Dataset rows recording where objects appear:
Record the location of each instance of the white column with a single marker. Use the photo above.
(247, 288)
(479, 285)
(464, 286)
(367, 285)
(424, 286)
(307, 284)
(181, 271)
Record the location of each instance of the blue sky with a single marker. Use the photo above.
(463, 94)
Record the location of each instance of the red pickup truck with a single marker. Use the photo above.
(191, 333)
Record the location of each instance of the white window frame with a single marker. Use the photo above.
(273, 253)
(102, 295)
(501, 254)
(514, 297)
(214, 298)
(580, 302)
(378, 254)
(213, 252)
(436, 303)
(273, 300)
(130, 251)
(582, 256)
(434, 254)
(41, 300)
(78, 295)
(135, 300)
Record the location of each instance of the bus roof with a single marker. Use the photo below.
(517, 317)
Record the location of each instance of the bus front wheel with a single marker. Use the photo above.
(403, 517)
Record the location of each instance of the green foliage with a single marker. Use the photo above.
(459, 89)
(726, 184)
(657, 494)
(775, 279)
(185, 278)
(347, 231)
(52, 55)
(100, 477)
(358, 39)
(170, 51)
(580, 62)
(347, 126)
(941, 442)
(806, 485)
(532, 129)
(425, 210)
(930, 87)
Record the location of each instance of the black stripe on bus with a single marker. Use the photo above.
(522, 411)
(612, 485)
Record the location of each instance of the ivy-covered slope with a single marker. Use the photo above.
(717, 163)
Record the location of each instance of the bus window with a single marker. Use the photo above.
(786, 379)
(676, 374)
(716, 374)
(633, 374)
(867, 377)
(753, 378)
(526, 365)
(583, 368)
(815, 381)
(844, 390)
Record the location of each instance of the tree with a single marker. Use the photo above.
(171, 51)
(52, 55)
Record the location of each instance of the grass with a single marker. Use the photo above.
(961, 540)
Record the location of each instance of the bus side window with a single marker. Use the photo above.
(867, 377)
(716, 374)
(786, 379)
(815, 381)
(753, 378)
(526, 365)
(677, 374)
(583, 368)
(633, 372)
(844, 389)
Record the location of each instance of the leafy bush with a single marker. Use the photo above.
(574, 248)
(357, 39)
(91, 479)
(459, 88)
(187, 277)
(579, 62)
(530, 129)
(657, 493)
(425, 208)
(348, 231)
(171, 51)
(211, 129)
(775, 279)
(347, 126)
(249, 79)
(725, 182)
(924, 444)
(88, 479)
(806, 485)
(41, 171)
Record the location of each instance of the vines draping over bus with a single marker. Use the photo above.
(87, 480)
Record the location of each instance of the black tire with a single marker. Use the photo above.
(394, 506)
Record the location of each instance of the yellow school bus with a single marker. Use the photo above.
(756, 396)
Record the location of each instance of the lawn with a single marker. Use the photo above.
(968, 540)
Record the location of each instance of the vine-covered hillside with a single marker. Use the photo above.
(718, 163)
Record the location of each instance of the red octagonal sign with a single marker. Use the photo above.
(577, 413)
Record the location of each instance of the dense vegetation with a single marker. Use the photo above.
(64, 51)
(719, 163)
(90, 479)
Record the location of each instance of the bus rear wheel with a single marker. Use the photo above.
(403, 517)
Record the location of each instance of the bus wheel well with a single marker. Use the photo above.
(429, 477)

Set problem: Reproduce, word for word, the stretch of entries from the line containing "Record the location of each instance of the red octagonal" through the end of the entries, including both of those boundaries.

Full solution:
Record the location of each instance of the red octagonal sign with a single marker. Use the photo above.
(577, 413)
Record the location of each instance of the dense vegetation with a single marker. Use the photo above.
(64, 51)
(719, 163)
(90, 479)
Record the location of each instance of the bus rear wheel with a single marker. Use the photo above.
(403, 517)
Record the location of each instance of the bus wheel well with a single marker. Use the photo above.
(429, 477)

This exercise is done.